What you have to do: Produce word for word the lines of the data below running from the one that has "point: blue lanyard" to the one that has "point: chair backrest", inclusive, and no others.

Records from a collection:
Start of Block

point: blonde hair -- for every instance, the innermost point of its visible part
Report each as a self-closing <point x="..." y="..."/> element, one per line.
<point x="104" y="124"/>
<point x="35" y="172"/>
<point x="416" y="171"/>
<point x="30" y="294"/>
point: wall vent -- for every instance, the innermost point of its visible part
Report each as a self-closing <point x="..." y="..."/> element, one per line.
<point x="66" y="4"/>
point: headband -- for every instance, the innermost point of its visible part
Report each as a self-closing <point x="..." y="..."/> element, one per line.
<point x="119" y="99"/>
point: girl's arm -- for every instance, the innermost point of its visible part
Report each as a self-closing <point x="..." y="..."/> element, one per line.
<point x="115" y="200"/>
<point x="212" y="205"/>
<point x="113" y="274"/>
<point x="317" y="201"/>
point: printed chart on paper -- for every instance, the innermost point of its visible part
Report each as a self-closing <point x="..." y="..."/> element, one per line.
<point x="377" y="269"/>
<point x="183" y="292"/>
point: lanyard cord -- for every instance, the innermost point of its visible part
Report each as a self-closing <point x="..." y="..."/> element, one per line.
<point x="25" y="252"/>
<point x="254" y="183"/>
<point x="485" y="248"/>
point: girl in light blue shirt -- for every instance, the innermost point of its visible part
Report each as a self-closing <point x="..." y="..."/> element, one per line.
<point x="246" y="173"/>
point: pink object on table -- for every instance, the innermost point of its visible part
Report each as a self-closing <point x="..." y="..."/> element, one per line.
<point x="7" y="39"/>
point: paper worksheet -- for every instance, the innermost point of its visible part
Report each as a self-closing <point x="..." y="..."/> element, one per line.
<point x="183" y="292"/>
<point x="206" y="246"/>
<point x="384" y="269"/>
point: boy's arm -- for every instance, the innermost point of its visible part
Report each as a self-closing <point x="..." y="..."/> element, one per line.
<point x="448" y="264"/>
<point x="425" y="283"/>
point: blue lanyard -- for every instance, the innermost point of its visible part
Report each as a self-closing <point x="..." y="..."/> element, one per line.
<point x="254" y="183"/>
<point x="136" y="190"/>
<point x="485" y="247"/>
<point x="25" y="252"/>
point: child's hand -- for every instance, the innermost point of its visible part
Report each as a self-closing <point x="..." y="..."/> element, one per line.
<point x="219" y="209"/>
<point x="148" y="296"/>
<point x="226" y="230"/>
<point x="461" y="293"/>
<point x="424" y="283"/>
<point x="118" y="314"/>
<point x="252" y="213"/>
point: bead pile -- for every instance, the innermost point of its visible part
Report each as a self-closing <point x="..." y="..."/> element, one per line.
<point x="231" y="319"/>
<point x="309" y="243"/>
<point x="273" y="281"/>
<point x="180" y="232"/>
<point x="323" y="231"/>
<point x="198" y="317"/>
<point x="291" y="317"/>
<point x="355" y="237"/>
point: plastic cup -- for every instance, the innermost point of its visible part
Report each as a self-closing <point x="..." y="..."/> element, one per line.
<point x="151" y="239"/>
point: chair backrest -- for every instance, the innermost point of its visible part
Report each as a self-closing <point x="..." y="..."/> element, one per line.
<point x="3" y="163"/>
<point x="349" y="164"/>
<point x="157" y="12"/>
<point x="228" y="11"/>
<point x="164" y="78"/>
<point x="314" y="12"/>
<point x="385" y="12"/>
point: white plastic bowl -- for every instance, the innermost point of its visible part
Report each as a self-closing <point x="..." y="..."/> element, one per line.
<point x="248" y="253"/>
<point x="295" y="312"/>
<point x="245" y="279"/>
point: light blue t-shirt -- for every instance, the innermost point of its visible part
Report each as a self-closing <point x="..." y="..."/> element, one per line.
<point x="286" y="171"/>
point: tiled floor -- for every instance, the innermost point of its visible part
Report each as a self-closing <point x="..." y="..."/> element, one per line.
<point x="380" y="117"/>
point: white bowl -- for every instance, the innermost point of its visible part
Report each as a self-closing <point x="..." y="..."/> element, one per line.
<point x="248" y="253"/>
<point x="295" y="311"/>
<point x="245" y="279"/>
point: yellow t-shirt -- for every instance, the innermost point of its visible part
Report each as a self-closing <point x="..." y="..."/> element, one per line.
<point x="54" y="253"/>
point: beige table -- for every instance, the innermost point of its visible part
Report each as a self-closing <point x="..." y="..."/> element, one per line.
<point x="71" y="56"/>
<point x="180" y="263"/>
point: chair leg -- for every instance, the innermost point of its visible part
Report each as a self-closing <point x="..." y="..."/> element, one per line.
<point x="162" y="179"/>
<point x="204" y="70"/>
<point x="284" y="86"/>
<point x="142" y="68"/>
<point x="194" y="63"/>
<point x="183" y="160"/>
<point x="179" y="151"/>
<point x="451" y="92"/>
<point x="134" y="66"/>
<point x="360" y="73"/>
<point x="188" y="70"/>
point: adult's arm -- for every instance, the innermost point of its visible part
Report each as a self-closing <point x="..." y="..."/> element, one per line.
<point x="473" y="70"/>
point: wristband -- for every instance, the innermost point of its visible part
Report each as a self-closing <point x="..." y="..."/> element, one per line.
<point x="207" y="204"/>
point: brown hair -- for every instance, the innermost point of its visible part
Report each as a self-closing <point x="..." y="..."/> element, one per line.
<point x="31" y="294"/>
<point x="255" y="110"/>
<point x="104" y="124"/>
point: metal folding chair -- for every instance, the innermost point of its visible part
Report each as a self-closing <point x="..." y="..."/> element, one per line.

End of Block

The answer:
point: blue lanyard -- for every instance, the innermost point of its visible part
Report each as a self-closing <point x="..." y="..."/> element, one per line.
<point x="254" y="183"/>
<point x="136" y="190"/>
<point x="485" y="247"/>
<point x="25" y="252"/>
point: child's hand -- for every instance, the innermost point of its visible part
Report each as a self-closing <point x="..." y="..."/> element, one per line.
<point x="219" y="209"/>
<point x="148" y="296"/>
<point x="226" y="230"/>
<point x="461" y="293"/>
<point x="424" y="283"/>
<point x="118" y="314"/>
<point x="252" y="213"/>
point: bead pile -- for every instance, the innermost point of its visible part
Report each as a self-closing <point x="..." y="..."/> element, one per line.
<point x="231" y="319"/>
<point x="309" y="243"/>
<point x="273" y="281"/>
<point x="180" y="232"/>
<point x="323" y="231"/>
<point x="198" y="317"/>
<point x="291" y="317"/>
<point x="355" y="237"/>
point: plastic cup -- for every instance, the innermost point of its visible part
Report each as a self-closing <point x="..." y="..."/> element, one per line.
<point x="151" y="239"/>
point: chair backrest -- for every instance, the innermost point of its visible part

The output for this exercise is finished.